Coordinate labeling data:

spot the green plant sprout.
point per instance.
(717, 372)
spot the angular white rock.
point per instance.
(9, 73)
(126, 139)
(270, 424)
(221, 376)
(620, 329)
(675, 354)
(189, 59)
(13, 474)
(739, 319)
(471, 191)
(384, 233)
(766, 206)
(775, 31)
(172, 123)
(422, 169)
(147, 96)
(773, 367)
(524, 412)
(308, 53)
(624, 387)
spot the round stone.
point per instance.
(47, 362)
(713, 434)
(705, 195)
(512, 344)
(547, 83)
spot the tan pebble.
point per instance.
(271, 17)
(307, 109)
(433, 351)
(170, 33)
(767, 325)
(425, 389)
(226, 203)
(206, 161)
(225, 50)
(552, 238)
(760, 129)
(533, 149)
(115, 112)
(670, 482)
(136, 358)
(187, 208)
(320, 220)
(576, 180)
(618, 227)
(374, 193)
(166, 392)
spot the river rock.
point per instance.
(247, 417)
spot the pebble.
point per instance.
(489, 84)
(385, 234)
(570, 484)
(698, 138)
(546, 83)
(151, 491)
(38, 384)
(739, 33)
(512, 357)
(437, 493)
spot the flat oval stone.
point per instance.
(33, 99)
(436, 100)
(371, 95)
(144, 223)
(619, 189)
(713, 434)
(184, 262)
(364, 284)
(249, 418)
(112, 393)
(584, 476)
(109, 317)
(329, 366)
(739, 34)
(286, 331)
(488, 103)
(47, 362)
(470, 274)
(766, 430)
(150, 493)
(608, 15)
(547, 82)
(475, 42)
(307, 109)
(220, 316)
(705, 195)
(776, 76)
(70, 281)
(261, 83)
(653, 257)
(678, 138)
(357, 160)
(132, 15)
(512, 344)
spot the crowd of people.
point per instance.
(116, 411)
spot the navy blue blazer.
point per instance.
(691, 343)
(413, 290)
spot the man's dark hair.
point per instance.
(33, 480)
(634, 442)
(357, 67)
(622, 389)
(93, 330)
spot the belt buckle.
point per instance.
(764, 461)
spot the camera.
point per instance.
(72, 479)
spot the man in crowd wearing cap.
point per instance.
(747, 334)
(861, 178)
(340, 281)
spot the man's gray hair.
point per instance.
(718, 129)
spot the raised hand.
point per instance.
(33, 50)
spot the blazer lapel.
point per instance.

- _DIRECTIONS_:
Repeat all entries. Match them exactly.

- _WRITTEN REPLY_:
spot the green plant sprout.
point per instance.
(717, 372)
spot the angular white rock.
point per instance.
(9, 73)
(126, 139)
(270, 424)
(221, 376)
(620, 329)
(675, 354)
(189, 59)
(13, 474)
(739, 319)
(471, 191)
(384, 233)
(766, 206)
(775, 31)
(172, 123)
(422, 169)
(147, 96)
(773, 367)
(524, 412)
(308, 53)
(624, 387)
spot the round stone.
point per instance.
(47, 362)
(713, 434)
(705, 195)
(512, 344)
(547, 83)
spot the tan pebble.
point per instance.
(271, 17)
(307, 109)
(433, 351)
(170, 33)
(767, 325)
(425, 389)
(226, 203)
(206, 161)
(225, 50)
(552, 238)
(760, 129)
(533, 149)
(115, 112)
(670, 482)
(136, 358)
(187, 208)
(320, 220)
(576, 180)
(618, 227)
(374, 193)
(166, 392)
spot the river rock.
point per instance.
(247, 417)
spot the pebble.
point per instance.
(489, 84)
(385, 234)
(570, 484)
(698, 138)
(546, 83)
(151, 491)
(38, 384)
(739, 33)
(512, 357)
(437, 493)
spot the flat oval stone.
point per instance.
(33, 99)
(436, 100)
(371, 95)
(144, 223)
(619, 189)
(713, 434)
(184, 262)
(364, 284)
(249, 418)
(112, 393)
(584, 476)
(109, 317)
(329, 366)
(739, 34)
(286, 331)
(488, 103)
(47, 362)
(470, 274)
(766, 430)
(150, 493)
(608, 15)
(547, 82)
(475, 42)
(307, 109)
(220, 316)
(705, 195)
(776, 76)
(70, 281)
(261, 83)
(653, 257)
(678, 138)
(357, 160)
(132, 15)
(512, 344)
spot the crowd of people.
point per instance.
(116, 411)
spot the navy blue blazer.
point per instance.
(691, 343)
(413, 290)
spot the man's dark hair.
point per instance.
(33, 480)
(634, 442)
(357, 67)
(622, 389)
(93, 330)
spot the belt buckle.
point per instance.
(764, 461)
spot the camera.
point per instance.
(72, 479)
spot the man in crowd wearing cap.
point per instance.
(747, 334)
(861, 178)
(340, 281)
spot the man's gray hair.
point per instance.
(718, 129)
spot the raised hand.
point per instance.
(33, 50)
spot the blazer lapel.
point per instance.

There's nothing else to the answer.